> **Exercise objective**: Your task is to write out the entire listing exactly, omitting its pictures.

####

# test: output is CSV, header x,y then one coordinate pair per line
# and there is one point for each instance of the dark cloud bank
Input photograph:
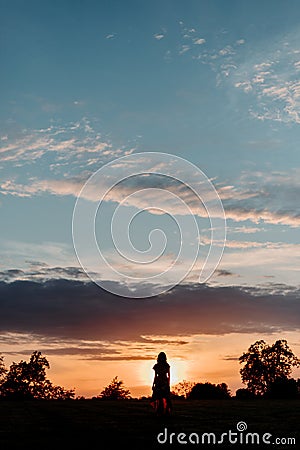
x,y
73,309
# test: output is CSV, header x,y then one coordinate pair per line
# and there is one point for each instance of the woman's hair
x,y
162,357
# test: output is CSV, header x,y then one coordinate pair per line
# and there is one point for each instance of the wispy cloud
x,y
272,76
70,147
84,311
159,36
255,197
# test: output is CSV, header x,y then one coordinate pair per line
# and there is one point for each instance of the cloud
x,y
72,147
272,76
158,36
199,41
66,309
257,196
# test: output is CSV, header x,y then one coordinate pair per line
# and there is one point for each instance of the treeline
x,y
27,380
266,372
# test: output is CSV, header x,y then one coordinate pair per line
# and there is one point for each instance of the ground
x,y
132,424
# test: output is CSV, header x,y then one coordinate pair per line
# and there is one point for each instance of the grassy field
x,y
96,424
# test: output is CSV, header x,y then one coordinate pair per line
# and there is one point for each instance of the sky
x,y
114,88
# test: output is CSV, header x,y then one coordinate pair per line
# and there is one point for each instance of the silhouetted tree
x,y
209,391
115,391
2,369
265,363
183,388
28,380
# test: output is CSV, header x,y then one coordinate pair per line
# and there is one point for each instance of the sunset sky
x,y
83,83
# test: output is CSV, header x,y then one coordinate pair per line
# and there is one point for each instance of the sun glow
x,y
178,369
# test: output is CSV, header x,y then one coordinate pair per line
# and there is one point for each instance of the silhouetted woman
x,y
161,397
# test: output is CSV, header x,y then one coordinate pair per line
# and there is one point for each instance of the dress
x,y
161,387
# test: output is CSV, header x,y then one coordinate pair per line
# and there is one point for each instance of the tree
x,y
183,388
209,391
2,369
28,380
266,363
115,391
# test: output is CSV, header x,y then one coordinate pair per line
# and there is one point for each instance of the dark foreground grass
x,y
97,424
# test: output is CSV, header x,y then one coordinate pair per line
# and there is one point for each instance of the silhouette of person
x,y
161,396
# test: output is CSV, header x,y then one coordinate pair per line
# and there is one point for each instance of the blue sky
x,y
82,84
214,82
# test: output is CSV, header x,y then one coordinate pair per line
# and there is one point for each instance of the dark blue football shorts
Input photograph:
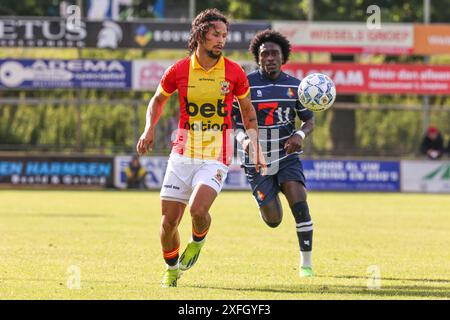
x,y
267,187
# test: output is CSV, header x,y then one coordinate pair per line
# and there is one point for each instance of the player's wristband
x,y
301,134
241,136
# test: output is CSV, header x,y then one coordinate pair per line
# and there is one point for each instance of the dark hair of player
x,y
201,25
270,36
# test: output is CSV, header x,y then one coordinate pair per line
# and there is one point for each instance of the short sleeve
x,y
168,83
242,87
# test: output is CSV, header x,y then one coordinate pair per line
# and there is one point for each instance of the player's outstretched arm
x,y
250,122
152,116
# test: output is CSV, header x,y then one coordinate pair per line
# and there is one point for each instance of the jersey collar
x,y
280,77
196,65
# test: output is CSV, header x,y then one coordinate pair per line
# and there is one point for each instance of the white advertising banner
x,y
425,176
156,168
336,37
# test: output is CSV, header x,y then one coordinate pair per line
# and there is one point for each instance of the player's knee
x,y
273,224
300,210
271,218
199,212
169,224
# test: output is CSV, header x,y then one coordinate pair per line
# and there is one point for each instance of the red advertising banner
x,y
384,78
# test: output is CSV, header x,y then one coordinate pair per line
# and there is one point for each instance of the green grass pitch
x,y
112,238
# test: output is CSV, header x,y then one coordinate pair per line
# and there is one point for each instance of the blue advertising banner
x,y
50,74
347,175
57,171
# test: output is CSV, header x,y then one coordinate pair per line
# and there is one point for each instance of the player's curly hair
x,y
270,36
201,25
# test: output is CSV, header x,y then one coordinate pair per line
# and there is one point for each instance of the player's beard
x,y
212,55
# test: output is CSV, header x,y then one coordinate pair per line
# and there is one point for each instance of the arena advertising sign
x,y
156,168
35,74
425,176
148,73
59,33
335,37
383,78
432,39
346,175
57,171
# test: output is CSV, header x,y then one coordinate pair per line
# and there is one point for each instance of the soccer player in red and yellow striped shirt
x,y
207,83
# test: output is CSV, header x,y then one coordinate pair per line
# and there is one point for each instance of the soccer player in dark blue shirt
x,y
274,96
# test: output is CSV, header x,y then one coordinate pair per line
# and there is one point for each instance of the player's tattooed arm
x,y
154,111
250,122
295,143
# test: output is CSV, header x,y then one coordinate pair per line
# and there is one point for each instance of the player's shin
x,y
171,258
304,224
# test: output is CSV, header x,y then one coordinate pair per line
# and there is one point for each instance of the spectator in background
x,y
432,144
135,174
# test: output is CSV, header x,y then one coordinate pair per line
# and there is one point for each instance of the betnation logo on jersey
x,y
207,116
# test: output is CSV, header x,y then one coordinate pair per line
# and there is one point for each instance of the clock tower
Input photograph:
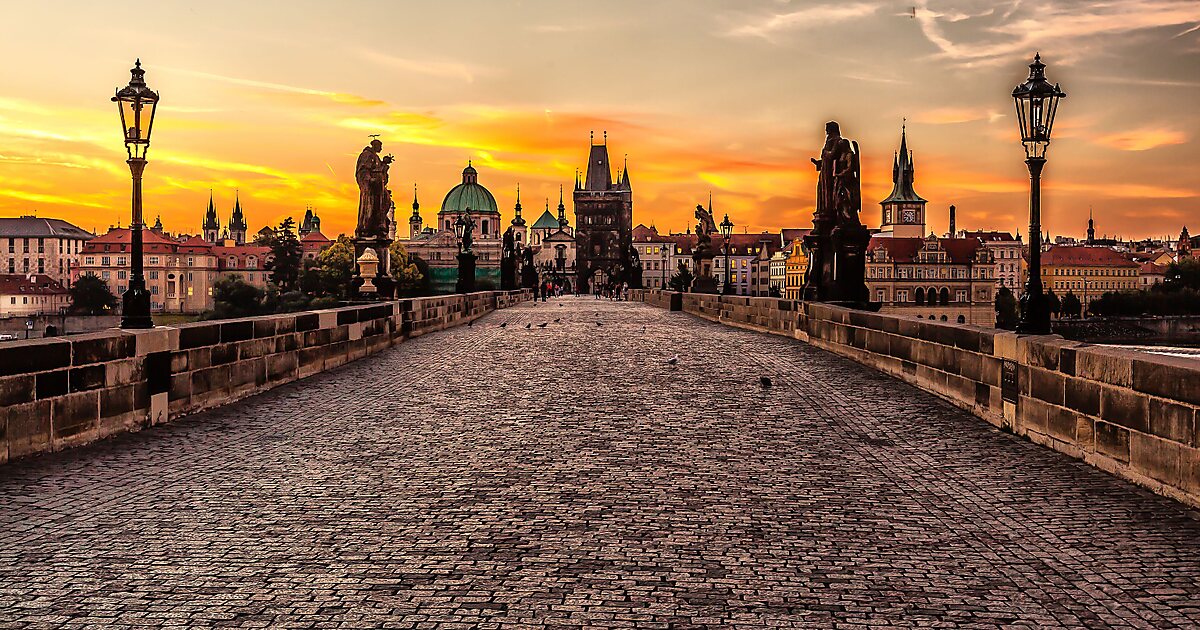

####

> **Task output**:
# test: output is CSV, header x,y then one coordinate pair per line
# and there is one point for each instance of the dark cloud bank
Input photograph:
x,y
73,309
# test: output is CSV, header x,y then one coordinate pair per line
# and there is one point for each instance of the woman's hair
x,y
162,357
# test: output is CSV, header x,y then one coordinate pair per line
# and there is one point for each instance of the wispy cloud
x,y
272,76
70,147
84,311
159,36
255,197
# test: output is CSV, header x,y then one coordinate pair per line
# and there is one point for each instance of the cloud
x,y
72,147
272,76
158,36
199,41
66,309
257,196
# test: output is CSV, header x,y then one coordinate pair per line
# and there is one point for each instance of the treeline
x,y
27,380
266,372
# test: output is CSV, header x,y then one coordinate pair per line
# and there is one point for each instance of the ground
x,y
132,424
# test: output is CSV, header x,y then one coordinate pair per line
# and there is one point for each instance of the grassy field
x,y
96,424
# test: output is CSV, header x,y then one coordinate pair per line
# and there is one point for each instance of the sky
x,y
114,88
# test: output is CSV, header x,y then one coordinate pair per line
# and there is one point for each instance of the silhouetted tree
x,y
209,391
115,391
2,369
265,363
183,388
28,380
# test: output is CSV, header x,y then one coordinate pair per line
# and there is one point for each instance of the sunset sky
x,y
83,83
# test: output is CSV, header x,y then one coordinate pair per line
# and there is one point for each instance of the sun glow
x,y
178,369
# test: output is CSV, header x,y then one coordinate pair per line
# and there is one point for each instance of the silhouetted woman
x,y
161,397
# test: output is CSV, header x,y then one coordinate pair per line
# and there is one point for each instance of the dress
x,y
161,387
# test: output is CSV, header x,y then one coordinate pair per line
# and there is one point for each instance of the tree
x,y
183,388
209,391
2,369
28,380
266,363
115,391
# test: output is CSV, header x,y then one coordinate pair per line
# and there is one point for each instance of the dark foreground grass
x,y
97,424
# test: output is CSV, header x,y then one coordinate pair per line
# and there is one point for each instance of the silhouette of person
x,y
161,396
# test: output is CSV, header x,y then one coordinate pair per line
# and there is one point for each instance of the blue sky
x,y
82,84
214,82
# test: output is CSV, header x,y then one coordinate pair per line
# and there is one point for each instance of the dark blue football shorts
Input photograph:
x,y
267,187
# test: output is CSV, header x,y then one coordinate pair per line
# and there is one point for each instance of the player's wristband
x,y
301,134
241,136
# test: output is CSV, header x,y then one coordinate pair per line
# and there is one point for each instance of the dark hair of player
x,y
201,25
270,36
# test: output is CSV, header x,y then one coordinate pair per line
# and there is one point for each instance of the short sleeve
x,y
168,83
242,87
# test: output is CSV, header x,y then one coordinate pair per line
# and there is one point for each instance of the player's outstretched arm
x,y
250,122
152,116
# test: output is CSV, header x,y then one coordinate pair per line
# and there is one point for each instance of the jersey collar
x,y
280,77
196,65
# test: output is CSV, header x,y then one coordinate pair per line
# and there is one point for each instance of the white advertising banner
x,y
425,176
156,168
336,37
# test: output is CSV, header x,y then one coordinate pair per line
# and there is one point for each instance of the player's knee
x,y
273,224
300,210
271,218
199,212
169,224
# test: output is CSV, header x,y then one coordinate pair per line
# and there is one point for each instance of the red advertising banner
x,y
384,78
# test: output is CSV, header x,y then one coordinate pair per line
# and there is one point for each instance of the green grass pitch
x,y
112,238
# test: output is CSV, header x,y then one coordinate pair per line
# and there is one point for each instance of the blue advertising banner
x,y
50,74
347,175
57,171
# test: output is CSV, header x,y then one coordinate pair per line
# and there is one point for each instance of the player's curly hair
x,y
270,36
201,25
# test: output is CSV, header x,y then one coordinate pair per line
# and there is one point for each instance of the player's beard
x,y
212,55
# test: output is CSV, header x,y then one coordinate pair per line
# and there is one point for each instance of the arena advertising sign
x,y
156,168
35,74
425,176
148,73
59,33
335,37
383,78
432,39
346,175
57,171
# test: output is CSV, header x,y then one coordinate pair per line
# and there is one point for each instance of the soccer player in red and yellow striped shirt
x,y
207,83
# test: output is CSV, header x,y then one coordinate pair per line
# and there is one point for each instance of the soccer player in dark blue shirt
x,y
274,96
# test: output is CSV, header x,y then one coordinate pair per line
# and there is one point for each instance of the player's tattooed arm
x,y
154,111
250,122
295,143
# test: output is CSV, header x,y then one coordinate pair per line
# and there is one point for each instance of the player's shin
x,y
171,258
304,224
# test: output is CSV, header x,y then one coordinate pair per line
# and there is one point for each instance of the spectator in background
x,y
432,144
135,174
# test: output is CSV, header x,y then one coordinate pair per line
# and there is one point for each instance of the betnation logo on jersey
x,y
207,116
# test: output is CSV, header x,y then one coordinate pair per line
# and there is one point for each instance of the clock tower
Input photograph:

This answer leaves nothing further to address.